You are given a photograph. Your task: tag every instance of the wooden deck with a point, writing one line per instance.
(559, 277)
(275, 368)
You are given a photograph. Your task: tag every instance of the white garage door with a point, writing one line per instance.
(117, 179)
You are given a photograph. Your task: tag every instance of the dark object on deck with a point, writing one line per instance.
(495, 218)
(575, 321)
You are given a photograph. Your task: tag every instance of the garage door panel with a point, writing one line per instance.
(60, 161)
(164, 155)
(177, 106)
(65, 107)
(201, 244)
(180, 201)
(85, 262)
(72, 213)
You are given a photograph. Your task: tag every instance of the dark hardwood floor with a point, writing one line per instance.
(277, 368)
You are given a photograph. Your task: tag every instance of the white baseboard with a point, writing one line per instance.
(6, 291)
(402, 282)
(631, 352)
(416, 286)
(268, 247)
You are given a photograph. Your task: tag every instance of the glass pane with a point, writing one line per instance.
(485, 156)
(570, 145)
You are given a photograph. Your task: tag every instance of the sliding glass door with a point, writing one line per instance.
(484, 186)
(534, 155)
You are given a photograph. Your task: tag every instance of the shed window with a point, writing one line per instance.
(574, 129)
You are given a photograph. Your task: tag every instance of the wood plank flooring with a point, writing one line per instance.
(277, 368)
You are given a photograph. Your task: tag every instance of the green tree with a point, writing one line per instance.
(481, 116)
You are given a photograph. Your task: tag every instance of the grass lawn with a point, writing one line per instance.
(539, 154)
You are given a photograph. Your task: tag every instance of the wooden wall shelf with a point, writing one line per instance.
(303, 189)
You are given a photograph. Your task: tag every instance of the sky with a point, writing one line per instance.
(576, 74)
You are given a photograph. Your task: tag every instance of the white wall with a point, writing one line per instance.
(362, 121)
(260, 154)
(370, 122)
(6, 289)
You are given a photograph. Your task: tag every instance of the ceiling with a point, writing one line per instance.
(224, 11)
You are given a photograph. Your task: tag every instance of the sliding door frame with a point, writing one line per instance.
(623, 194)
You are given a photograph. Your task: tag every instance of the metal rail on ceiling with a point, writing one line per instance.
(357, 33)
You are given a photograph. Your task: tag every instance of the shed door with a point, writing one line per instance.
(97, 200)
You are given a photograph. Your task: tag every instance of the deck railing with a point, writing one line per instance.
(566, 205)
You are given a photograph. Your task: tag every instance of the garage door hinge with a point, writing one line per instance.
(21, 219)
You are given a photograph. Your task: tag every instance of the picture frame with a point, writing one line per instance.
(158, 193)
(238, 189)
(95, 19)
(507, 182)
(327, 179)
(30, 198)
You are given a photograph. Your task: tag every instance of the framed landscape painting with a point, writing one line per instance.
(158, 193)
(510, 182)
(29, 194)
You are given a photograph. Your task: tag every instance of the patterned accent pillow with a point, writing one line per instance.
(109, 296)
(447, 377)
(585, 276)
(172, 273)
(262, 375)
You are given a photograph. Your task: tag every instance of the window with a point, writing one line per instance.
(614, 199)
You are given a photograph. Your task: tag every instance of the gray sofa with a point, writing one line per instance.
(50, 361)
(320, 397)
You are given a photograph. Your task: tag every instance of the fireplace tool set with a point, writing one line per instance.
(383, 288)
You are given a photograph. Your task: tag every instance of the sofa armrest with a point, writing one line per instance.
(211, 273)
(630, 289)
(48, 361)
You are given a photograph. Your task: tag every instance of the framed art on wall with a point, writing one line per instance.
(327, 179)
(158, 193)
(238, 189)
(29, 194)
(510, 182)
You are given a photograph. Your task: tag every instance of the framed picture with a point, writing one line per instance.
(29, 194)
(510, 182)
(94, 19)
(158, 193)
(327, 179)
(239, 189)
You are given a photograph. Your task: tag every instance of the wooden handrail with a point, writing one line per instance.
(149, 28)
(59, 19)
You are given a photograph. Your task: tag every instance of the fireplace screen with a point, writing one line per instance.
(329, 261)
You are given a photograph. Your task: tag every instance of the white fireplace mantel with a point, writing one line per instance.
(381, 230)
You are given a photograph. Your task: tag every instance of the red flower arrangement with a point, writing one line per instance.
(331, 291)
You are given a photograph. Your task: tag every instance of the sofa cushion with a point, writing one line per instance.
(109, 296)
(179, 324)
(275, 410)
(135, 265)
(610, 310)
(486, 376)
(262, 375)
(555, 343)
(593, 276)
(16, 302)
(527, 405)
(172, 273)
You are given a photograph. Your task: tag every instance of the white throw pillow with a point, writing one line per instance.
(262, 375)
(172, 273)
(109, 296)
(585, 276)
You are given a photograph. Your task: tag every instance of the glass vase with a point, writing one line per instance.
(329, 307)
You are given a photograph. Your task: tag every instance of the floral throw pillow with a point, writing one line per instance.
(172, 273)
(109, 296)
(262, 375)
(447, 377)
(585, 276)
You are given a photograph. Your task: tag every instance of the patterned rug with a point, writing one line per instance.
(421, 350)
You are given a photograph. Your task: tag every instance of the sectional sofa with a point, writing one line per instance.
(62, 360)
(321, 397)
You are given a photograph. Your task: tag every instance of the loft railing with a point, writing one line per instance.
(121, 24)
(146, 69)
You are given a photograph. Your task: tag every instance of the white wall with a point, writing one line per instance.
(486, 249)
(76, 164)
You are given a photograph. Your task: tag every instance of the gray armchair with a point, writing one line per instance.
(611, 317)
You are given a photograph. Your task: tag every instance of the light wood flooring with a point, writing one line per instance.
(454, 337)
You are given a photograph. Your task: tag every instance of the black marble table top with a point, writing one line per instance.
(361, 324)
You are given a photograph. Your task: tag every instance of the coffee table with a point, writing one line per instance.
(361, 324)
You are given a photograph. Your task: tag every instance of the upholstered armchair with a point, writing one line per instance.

▸ Your assignment
A word-for-word copy of the material above is required.

▸ Solution to the exercise
You are given a photograph. Your task: tag every instance of the wooden deck with a point, writing one line per instance.
(559, 277)
(275, 368)
You are given a photograph. Your task: tag every instance of the white garage door with a point, writing one line per instance.
(117, 179)
You are given a photograph. Your task: tag every instance of the dark object on deck with a point, writing one line per instance.
(495, 218)
(575, 321)
You are given a photograph. Your task: tag every instance of the garage door panel with a point, writing one line per instance.
(60, 161)
(164, 155)
(177, 106)
(65, 107)
(201, 244)
(180, 201)
(85, 262)
(72, 213)
You are given a photograph. Your task: tag every instance of the dark hardwood floor with a point, writing one line per instance.
(277, 368)
You are given a photograph. Your task: tag every instance of the white baseboard with a point, writing one line per instance.
(6, 291)
(402, 282)
(631, 352)
(416, 286)
(268, 247)
You are given a photograph. Your task: tag every instance of the glass pane with a point, writing one line per instance.
(485, 156)
(570, 145)
You are given a photograph. Your task: tag every instance of the sliding glass door with a point, writing one line per instance.
(484, 186)
(534, 155)
You are given a photograph. Your task: tag every instance of the shed window with a point, writing one line per instance.
(574, 129)
You are given a photograph. Your task: tag every instance of the wood plank flooring with a point, writing one line per instance.
(277, 368)
You are given a photograph. Your task: tag every instance of the green tree with a point, writing one line per instance.
(481, 116)
You are given a photograph. Your task: tag every instance of the grass lawn with a point, writing one line per instance.
(539, 154)
You are given a photograph. Your task: tag every instance of the wooden wall shelf with a point, writing one line per instance.
(303, 189)
You are given a photograph. Your task: tag every instance of the sky with a point, writing one line per instance.
(576, 74)
You are given a photograph. Your task: tag every instance of the white wall with a point, writing one line per instance.
(362, 121)
(260, 154)
(370, 122)
(6, 289)
You are given a photograph. Your task: tag every instance of the ceiling with a point, writing one line per instance.
(224, 11)
You are given a photograph. Your task: tag every instance of the sliding door frame with a point, writing one line per instance.
(623, 194)
You are given a photograph. Your task: tag every instance of the metal rail on ceiling with a point, writing one line per instance.
(357, 33)
You are given a photograph. Your task: tag every instance of the shed door with a point, writing one line per instance.
(97, 200)
You are given a photograph. Your task: tag every instance of the deck railing with a point, writing one line per instance.
(566, 205)
You are given a photograph. Your task: tag every instance of the garage door hinge with a point, writing one line per instance.
(21, 219)
You are given a photograph. Your task: tag every instance of the picture frame with a point, writing one line per instance.
(158, 193)
(238, 189)
(95, 19)
(507, 182)
(327, 179)
(30, 198)
You are given a photograph. Your task: tag every instance of the framed landscape painting with a point, writing one line per instance.
(158, 193)
(510, 182)
(29, 194)
You are given a photograph. Your task: tag every instance of the patterned accent pillow with a point, writing one line per instance.
(109, 296)
(447, 377)
(585, 276)
(172, 273)
(262, 375)
You are given a photograph. Your task: tag every instance of the window with a point, writing one line per instance.
(614, 199)
You are given a photograph. Your task: tag every instance of the gray sofa with a point, writing one line per instance.
(50, 361)
(320, 397)
You are given a photograph. Your task: tag every instance of the fireplace tool set with a point, writing one line per instance.
(383, 288)
You are given a photograph. Your task: tag every instance of the sofa armrest with a point, writing one line per instance.
(211, 273)
(630, 289)
(48, 361)
You are given a photograph. Your task: tag every instance of the framed art on wall with a point, writing one line per instance.
(327, 179)
(158, 193)
(238, 189)
(29, 194)
(510, 182)
You are given a photograph. Your task: tag every instance of the framed picture with a point, writing one line per instance.
(29, 194)
(510, 182)
(94, 19)
(158, 193)
(327, 179)
(239, 189)
You are given a photograph. Your task: tag every instance of the wooden handrail with a point, writing one line per instance.
(149, 28)
(59, 19)
You are given a photograph. Your task: tag every instance of the fireplace screen with a point, writing one line per instance.
(329, 261)
You are given a photograph. Your task: tag every instance of the white fireplace mantel with a point, writing one line per instance.
(381, 230)
You are given a photograph. Your task: tag every instance of the red flower arrangement with a point, writing one line per instance.
(331, 291)
You are given a photograph. Your task: tag every instance of the sofa cushion with a point, writing one line per instance.
(109, 296)
(179, 324)
(275, 410)
(135, 265)
(610, 310)
(486, 376)
(262, 375)
(555, 343)
(593, 276)
(16, 302)
(527, 405)
(172, 273)
You are given a photograph. Your task: tag every instance of the white throw pillow with a point, writing one line per instance.
(262, 375)
(172, 273)
(109, 296)
(585, 276)
You are given a photograph. Your task: tag every instance of the glass vase with a point, writing one line per instance.
(329, 307)
You are given a photograph. Your task: tag every instance of the floral throw pillow with a point, writing one line per instance.
(172, 273)
(109, 296)
(262, 375)
(447, 377)
(585, 276)
You are given a photograph. Your task: tag every instance of the patterned rug with a point, writing one line per instance.
(421, 350)
You are given a photograph. Your task: tag every instance of the sectional sofa with a point, writing one line per instance.
(62, 360)
(321, 397)
You are given a photograph. Your task: tag every instance of the loft railing with a point, writing one line per instance.
(121, 24)
(146, 69)
You are given a photograph. Your task: tag every instance of the white wall with a point, writing one line per instance.
(486, 249)
(76, 164)
You are given a photograph. Your task: tag every instance of the gray armchair with a point, writing one line per instance.
(611, 317)
You are given a photograph. Your task: tag every instance of the light wood flooring with a point, writing one line per instance.
(454, 337)
You are given a photograph. Your task: tag every instance of the black marble table top with a point, writing one line per instance.
(361, 324)
You are given a photograph. Your task: tag every instance of the coffee table with a point, writing one line per instance.
(361, 324)
You are given a photograph. Your task: tag every instance of the upholstered armchair with a point, writing one line per instance.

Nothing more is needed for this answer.